** BEGIN Entries **

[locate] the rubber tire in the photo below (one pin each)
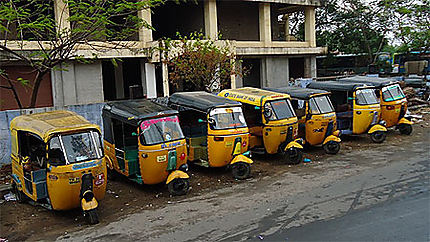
(241, 170)
(378, 136)
(295, 159)
(178, 186)
(405, 129)
(331, 147)
(20, 196)
(92, 216)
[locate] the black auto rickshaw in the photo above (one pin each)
(144, 142)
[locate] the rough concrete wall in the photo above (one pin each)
(274, 71)
(238, 20)
(91, 112)
(184, 18)
(77, 83)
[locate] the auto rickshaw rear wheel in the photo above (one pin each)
(241, 170)
(92, 216)
(405, 129)
(293, 155)
(331, 147)
(178, 186)
(378, 136)
(20, 196)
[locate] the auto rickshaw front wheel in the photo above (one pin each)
(405, 129)
(92, 216)
(293, 155)
(241, 170)
(178, 186)
(20, 196)
(331, 147)
(378, 136)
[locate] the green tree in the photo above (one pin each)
(32, 21)
(197, 63)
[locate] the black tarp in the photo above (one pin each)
(201, 101)
(297, 92)
(132, 111)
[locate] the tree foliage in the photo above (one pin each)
(197, 63)
(91, 21)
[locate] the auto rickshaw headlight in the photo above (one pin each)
(184, 168)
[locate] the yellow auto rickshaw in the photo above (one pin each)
(316, 115)
(58, 162)
(216, 131)
(393, 101)
(357, 108)
(271, 121)
(144, 142)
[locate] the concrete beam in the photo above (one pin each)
(265, 23)
(255, 51)
(211, 19)
(145, 34)
(294, 2)
(310, 36)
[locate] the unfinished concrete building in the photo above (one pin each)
(258, 31)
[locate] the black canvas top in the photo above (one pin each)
(201, 101)
(374, 81)
(298, 92)
(336, 85)
(132, 111)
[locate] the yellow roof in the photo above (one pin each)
(251, 95)
(48, 123)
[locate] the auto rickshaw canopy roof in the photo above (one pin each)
(252, 96)
(133, 111)
(374, 81)
(338, 86)
(49, 123)
(201, 101)
(298, 92)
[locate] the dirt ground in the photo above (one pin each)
(26, 222)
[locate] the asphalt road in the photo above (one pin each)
(379, 193)
(402, 219)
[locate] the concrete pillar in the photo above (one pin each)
(165, 75)
(151, 82)
(119, 81)
(61, 12)
(238, 78)
(310, 67)
(211, 20)
(265, 23)
(310, 26)
(145, 34)
(287, 26)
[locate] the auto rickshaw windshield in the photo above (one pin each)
(366, 96)
(74, 148)
(281, 109)
(160, 130)
(320, 105)
(392, 93)
(227, 118)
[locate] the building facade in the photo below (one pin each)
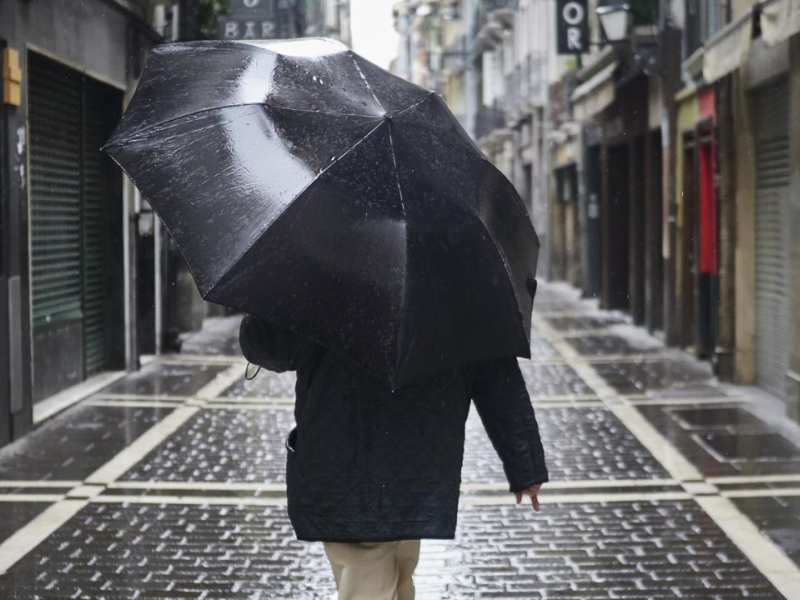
(66, 233)
(89, 280)
(662, 171)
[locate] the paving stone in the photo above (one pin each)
(584, 322)
(233, 552)
(549, 380)
(241, 445)
(158, 379)
(604, 345)
(16, 515)
(541, 348)
(266, 384)
(747, 447)
(740, 452)
(76, 443)
(219, 336)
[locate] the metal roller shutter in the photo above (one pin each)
(95, 197)
(55, 128)
(772, 236)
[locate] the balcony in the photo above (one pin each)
(489, 119)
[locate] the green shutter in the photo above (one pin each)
(95, 196)
(54, 112)
(71, 116)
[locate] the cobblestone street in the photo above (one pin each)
(169, 483)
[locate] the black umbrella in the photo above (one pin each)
(308, 186)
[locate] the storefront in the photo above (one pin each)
(75, 226)
(66, 271)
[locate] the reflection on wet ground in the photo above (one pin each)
(170, 483)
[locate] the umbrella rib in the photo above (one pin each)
(264, 103)
(369, 87)
(316, 112)
(286, 208)
(416, 104)
(404, 298)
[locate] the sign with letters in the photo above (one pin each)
(572, 18)
(258, 20)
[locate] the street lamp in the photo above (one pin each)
(616, 20)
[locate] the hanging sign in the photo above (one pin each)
(258, 20)
(572, 20)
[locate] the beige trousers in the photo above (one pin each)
(374, 570)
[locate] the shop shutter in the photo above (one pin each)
(54, 101)
(771, 105)
(95, 198)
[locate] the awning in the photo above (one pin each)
(780, 19)
(726, 50)
(594, 95)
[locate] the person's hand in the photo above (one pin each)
(533, 492)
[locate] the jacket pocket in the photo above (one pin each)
(291, 442)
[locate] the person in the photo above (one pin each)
(370, 472)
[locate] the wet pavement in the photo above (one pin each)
(170, 483)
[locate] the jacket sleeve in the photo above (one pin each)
(505, 409)
(271, 347)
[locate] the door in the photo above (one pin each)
(772, 236)
(616, 228)
(594, 247)
(5, 374)
(707, 282)
(76, 221)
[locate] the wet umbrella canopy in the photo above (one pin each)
(308, 186)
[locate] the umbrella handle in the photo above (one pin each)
(254, 374)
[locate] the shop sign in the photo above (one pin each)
(572, 20)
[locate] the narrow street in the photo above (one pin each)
(169, 483)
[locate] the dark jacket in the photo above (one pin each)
(367, 464)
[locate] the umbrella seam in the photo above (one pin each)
(417, 103)
(286, 208)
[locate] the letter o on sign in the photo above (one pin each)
(573, 13)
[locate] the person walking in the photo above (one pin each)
(370, 472)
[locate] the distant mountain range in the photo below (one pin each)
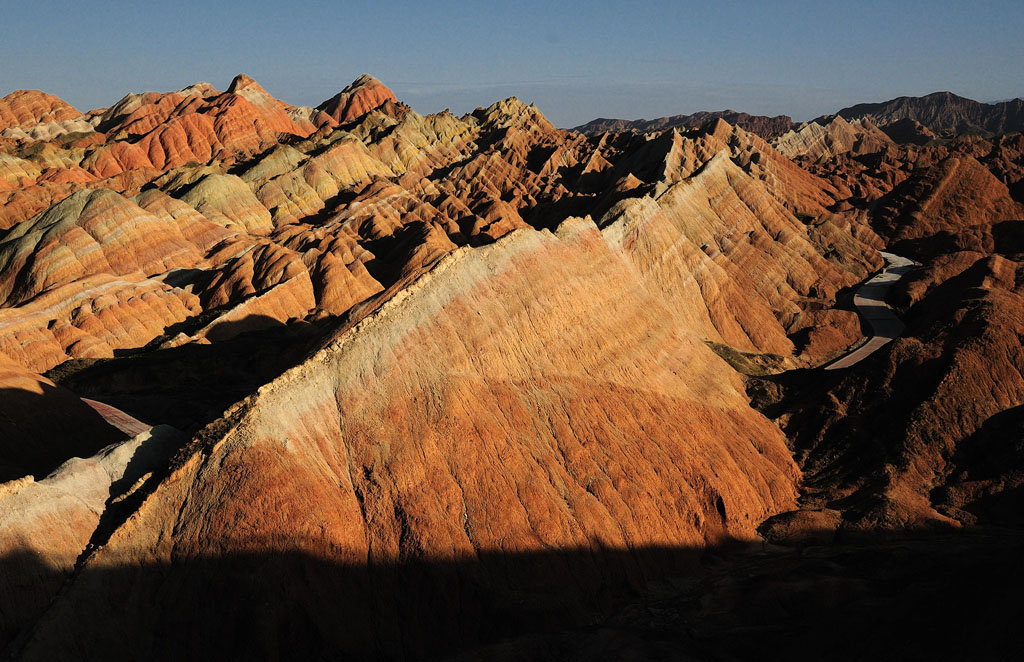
(942, 113)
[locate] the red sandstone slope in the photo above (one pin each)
(25, 108)
(537, 431)
(519, 404)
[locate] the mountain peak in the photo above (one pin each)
(361, 95)
(243, 82)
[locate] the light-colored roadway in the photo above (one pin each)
(870, 302)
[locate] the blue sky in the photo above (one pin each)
(576, 61)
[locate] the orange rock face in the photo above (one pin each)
(474, 361)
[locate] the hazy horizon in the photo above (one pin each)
(797, 58)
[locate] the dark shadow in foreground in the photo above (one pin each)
(938, 596)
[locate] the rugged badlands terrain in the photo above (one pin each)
(348, 381)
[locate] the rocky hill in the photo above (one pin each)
(944, 113)
(353, 381)
(766, 127)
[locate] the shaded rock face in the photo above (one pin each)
(365, 94)
(944, 113)
(766, 127)
(473, 378)
(42, 424)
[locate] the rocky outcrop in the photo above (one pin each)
(944, 113)
(766, 127)
(25, 109)
(365, 94)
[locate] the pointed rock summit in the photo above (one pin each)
(243, 82)
(365, 94)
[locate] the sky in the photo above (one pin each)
(576, 60)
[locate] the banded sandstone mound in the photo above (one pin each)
(451, 382)
(944, 113)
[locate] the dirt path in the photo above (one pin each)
(870, 302)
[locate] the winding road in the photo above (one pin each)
(870, 302)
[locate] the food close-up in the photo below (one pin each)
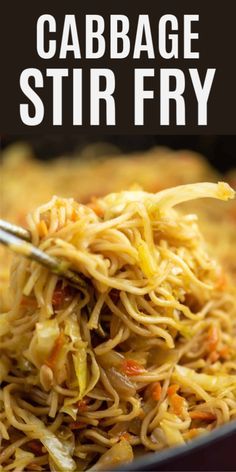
(127, 344)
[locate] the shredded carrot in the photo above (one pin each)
(213, 357)
(222, 281)
(177, 403)
(33, 466)
(52, 360)
(94, 205)
(82, 405)
(173, 389)
(42, 228)
(225, 352)
(60, 295)
(202, 415)
(132, 368)
(76, 425)
(36, 447)
(156, 391)
(27, 301)
(213, 338)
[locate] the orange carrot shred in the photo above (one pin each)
(125, 436)
(177, 403)
(173, 389)
(225, 352)
(156, 391)
(213, 357)
(52, 360)
(42, 228)
(132, 367)
(76, 425)
(94, 205)
(202, 415)
(213, 338)
(74, 215)
(82, 405)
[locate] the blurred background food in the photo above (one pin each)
(35, 169)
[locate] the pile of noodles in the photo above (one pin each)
(99, 171)
(139, 357)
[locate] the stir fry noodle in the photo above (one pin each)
(140, 357)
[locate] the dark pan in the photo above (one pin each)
(214, 452)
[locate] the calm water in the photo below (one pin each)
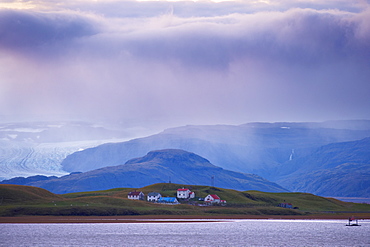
(231, 233)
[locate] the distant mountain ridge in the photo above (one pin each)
(337, 169)
(266, 149)
(259, 148)
(156, 167)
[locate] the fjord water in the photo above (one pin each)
(223, 233)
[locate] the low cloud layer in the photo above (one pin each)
(185, 62)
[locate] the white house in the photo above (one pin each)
(153, 196)
(185, 193)
(212, 199)
(168, 200)
(135, 195)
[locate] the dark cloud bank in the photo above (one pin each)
(291, 65)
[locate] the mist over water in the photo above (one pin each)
(227, 233)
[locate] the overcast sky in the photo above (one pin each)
(171, 63)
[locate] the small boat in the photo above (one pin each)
(350, 219)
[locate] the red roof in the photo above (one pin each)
(134, 193)
(215, 197)
(182, 189)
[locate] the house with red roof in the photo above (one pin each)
(185, 193)
(285, 205)
(136, 195)
(212, 198)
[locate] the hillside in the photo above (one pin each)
(338, 169)
(258, 148)
(35, 201)
(156, 167)
(17, 194)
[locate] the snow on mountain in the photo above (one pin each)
(38, 148)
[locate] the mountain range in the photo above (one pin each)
(159, 166)
(329, 158)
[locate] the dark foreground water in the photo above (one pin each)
(230, 233)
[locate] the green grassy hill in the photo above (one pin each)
(25, 200)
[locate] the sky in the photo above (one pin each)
(172, 63)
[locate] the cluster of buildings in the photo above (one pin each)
(182, 193)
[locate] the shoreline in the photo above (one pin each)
(170, 218)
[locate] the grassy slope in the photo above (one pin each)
(26, 200)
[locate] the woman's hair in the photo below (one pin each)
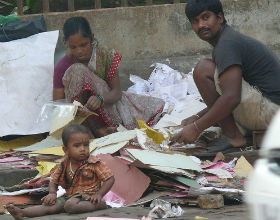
(72, 129)
(195, 7)
(77, 25)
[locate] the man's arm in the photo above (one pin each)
(230, 82)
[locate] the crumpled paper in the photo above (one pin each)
(163, 209)
(165, 83)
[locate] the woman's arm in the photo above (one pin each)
(111, 97)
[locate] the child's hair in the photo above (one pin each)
(72, 129)
(77, 25)
(195, 7)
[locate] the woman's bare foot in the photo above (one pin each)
(15, 211)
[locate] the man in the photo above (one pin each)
(241, 84)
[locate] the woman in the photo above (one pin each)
(89, 74)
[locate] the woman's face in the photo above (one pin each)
(80, 48)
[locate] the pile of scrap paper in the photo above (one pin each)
(145, 168)
(148, 167)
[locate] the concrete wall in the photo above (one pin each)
(154, 33)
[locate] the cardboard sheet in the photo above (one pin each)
(19, 142)
(172, 170)
(221, 173)
(243, 167)
(163, 159)
(45, 167)
(150, 197)
(188, 182)
(50, 150)
(26, 82)
(130, 182)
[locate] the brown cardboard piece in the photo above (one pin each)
(130, 182)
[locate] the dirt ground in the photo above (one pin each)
(236, 212)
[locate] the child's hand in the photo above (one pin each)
(95, 198)
(49, 199)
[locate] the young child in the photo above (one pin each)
(80, 174)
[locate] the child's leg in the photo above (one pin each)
(76, 205)
(34, 211)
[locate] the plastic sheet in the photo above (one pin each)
(163, 209)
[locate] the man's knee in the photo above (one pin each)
(69, 207)
(204, 68)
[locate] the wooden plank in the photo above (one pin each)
(46, 6)
(20, 7)
(97, 4)
(71, 5)
(124, 3)
(149, 2)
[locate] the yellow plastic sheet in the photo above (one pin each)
(45, 167)
(151, 133)
(20, 142)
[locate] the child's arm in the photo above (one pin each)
(106, 186)
(50, 199)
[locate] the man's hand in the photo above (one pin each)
(93, 103)
(49, 199)
(189, 120)
(95, 198)
(188, 135)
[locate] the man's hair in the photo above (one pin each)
(72, 129)
(77, 25)
(195, 7)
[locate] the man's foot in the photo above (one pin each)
(239, 141)
(15, 211)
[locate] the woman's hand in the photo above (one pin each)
(49, 199)
(93, 103)
(188, 135)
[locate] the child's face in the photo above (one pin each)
(77, 148)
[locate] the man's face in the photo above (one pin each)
(207, 25)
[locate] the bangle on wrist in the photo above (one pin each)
(197, 128)
(100, 97)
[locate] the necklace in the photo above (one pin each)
(71, 172)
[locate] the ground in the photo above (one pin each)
(237, 212)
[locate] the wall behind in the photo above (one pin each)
(153, 33)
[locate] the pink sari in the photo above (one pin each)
(102, 67)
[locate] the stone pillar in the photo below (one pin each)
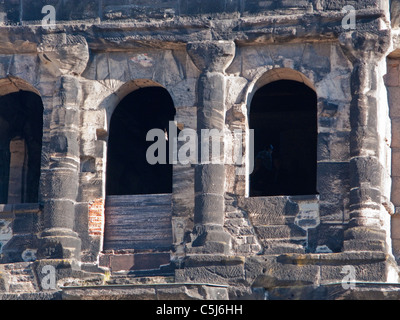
(365, 230)
(59, 183)
(212, 58)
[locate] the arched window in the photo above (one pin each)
(21, 131)
(128, 170)
(283, 115)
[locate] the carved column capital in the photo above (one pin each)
(212, 56)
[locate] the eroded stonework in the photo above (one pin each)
(208, 239)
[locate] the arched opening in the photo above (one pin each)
(283, 115)
(128, 170)
(138, 208)
(21, 131)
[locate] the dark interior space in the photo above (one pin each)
(128, 171)
(283, 115)
(21, 131)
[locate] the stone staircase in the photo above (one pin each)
(18, 278)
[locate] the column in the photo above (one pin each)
(211, 58)
(365, 230)
(59, 183)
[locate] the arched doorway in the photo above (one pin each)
(283, 114)
(138, 207)
(128, 170)
(21, 131)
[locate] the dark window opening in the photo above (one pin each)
(21, 131)
(128, 171)
(283, 115)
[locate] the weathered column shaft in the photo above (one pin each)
(211, 58)
(365, 231)
(60, 181)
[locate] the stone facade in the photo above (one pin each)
(212, 57)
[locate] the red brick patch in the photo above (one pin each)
(96, 217)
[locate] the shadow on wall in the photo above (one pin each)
(21, 131)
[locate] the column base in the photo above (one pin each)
(209, 240)
(59, 244)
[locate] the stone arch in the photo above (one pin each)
(282, 110)
(157, 111)
(21, 132)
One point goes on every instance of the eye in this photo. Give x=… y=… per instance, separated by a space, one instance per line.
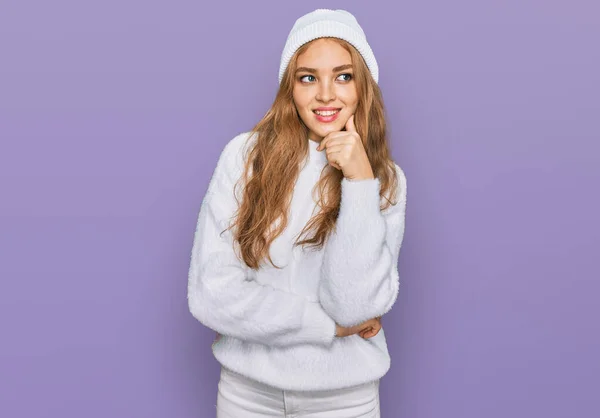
x=304 y=76
x=348 y=76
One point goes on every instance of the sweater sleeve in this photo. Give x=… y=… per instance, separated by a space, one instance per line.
x=222 y=293
x=359 y=274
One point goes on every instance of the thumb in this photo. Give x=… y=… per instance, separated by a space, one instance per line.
x=350 y=124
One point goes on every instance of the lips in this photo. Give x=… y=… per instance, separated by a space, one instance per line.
x=326 y=114
x=326 y=111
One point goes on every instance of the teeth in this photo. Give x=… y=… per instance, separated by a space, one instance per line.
x=326 y=112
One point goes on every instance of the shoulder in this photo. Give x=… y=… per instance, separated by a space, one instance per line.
x=397 y=196
x=401 y=189
x=236 y=149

** END Entries **

Short task
Please copy the lines from the one containing "One point goes on every instance of the teeth" up to and including the one containing "x=326 y=112", word for word.

Solved problem
One point goes on every instance of the teeth in this photo. Give x=… y=… per instance, separated by a space, one instance per line.
x=326 y=112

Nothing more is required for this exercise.